[Excerpts from a dataset on pointing to objects]
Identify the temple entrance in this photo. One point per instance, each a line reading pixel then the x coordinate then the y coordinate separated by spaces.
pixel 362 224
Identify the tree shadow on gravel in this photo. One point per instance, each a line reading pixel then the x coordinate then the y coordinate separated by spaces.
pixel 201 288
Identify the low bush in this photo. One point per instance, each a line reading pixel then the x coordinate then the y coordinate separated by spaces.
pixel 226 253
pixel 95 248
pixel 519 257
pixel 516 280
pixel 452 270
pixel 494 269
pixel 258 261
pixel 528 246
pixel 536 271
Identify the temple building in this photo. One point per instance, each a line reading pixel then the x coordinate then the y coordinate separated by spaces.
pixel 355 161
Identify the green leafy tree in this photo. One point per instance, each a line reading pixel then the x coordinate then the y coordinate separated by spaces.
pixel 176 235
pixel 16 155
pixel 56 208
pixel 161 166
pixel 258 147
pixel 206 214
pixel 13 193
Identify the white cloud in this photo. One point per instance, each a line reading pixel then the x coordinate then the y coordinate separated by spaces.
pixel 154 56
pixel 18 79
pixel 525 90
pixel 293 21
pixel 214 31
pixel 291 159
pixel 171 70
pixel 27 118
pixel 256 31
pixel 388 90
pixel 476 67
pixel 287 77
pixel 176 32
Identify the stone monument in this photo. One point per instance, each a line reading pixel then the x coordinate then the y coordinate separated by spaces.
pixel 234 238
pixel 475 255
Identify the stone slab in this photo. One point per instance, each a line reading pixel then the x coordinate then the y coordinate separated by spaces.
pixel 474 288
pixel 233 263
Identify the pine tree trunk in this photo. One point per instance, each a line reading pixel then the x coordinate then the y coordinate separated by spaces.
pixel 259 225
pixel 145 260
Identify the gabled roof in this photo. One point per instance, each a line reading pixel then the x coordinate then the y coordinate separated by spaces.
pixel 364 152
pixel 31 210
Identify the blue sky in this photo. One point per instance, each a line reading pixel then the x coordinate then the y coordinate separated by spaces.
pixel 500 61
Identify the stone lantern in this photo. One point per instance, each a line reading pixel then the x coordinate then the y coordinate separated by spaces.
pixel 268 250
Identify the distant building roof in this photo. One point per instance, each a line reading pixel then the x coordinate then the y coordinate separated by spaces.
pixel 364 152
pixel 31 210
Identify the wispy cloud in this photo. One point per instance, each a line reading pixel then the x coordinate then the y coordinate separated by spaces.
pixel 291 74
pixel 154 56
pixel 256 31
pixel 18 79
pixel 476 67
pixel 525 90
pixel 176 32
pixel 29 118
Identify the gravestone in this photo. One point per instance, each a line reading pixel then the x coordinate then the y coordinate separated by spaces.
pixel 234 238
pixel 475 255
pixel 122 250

■ What you should do ■
Copy out every row above without any change, keeping their order.

■ Exercise solution ■
Identify the temple entrance in this photo. One point per instance, each a line reading pixel then the x coordinate then the y coordinate separated by spaces.
pixel 362 224
Identify the tree shadow on gravel in this photo. One point per instance, each a line reading pixel then the x coordinate then the y coordinate separated by spaces.
pixel 201 288
Identify the low bush in this photo. One point per instance, each a line reading pixel then the x coordinate then the y coordinate separated by spaces.
pixel 226 253
pixel 95 248
pixel 519 257
pixel 516 280
pixel 452 270
pixel 494 269
pixel 258 261
pixel 528 246
pixel 536 271
Identify the temple building in this photo. One point per instance, each a line reading pixel then the x coordinate then the y coordinate separated by spaces.
pixel 355 161
Identify the green leafy tree in this photo. One point per instance, each a line reading pixel then the x coordinate then the y coordinate separated by spaces.
pixel 176 235
pixel 16 155
pixel 56 208
pixel 161 166
pixel 258 147
pixel 206 214
pixel 13 193
Identify the white cloud in this photo. One point per instance, each a line reading pixel then the x coordinate then the y coordinate separated by spaces.
pixel 154 56
pixel 18 79
pixel 525 90
pixel 293 21
pixel 214 31
pixel 291 159
pixel 171 70
pixel 27 118
pixel 256 31
pixel 388 90
pixel 476 67
pixel 287 77
pixel 176 32
Identify the stone monument in this photo. One point per instance, each a line reading pixel then the x coordinate then the y coordinate separated by spaces.
pixel 234 238
pixel 475 255
Identify the stone slab in this photo. One point per instance, each a line reading pixel then the x coordinate then the y coordinate separated by spaces.
pixel 474 288
pixel 233 263
Identify the pine tree trunk in this photo. One point per instance, each a line reading pixel then the x coordinate then the y coordinate separated by spaces.
pixel 259 225
pixel 145 260
Identify the gabled roof in this photo. One point per instance, each a line reading pixel then the x coordinate then the y coordinate separated by spaces.
pixel 364 152
pixel 31 210
Identify the blue sky in this photo. One point per instance, each a line reading pixel then the x coordinate then the y coordinate separated by spaces.
pixel 500 61
Identify the stone lantern in this photo. One point per instance, each a line reading pixel then the x coordinate then the y coordinate separated by spaces.
pixel 268 250
Identify the distant building roof in this photo. One point per instance, each a line reading pixel then the x coordinate then the y coordinate separated by spaces.
pixel 364 152
pixel 31 210
Identify the wispy cloud in this photo. One point per instance, each a line reading pixel then the x coordinate then the y coordinate separated by spaces.
pixel 291 74
pixel 154 56
pixel 256 31
pixel 18 79
pixel 476 67
pixel 525 90
pixel 176 32
pixel 29 118
Identify the gravestone in this photo. One point per instance, each a line reading pixel then the x coordinate then the y coordinate separated by spaces.
pixel 234 238
pixel 475 255
pixel 122 250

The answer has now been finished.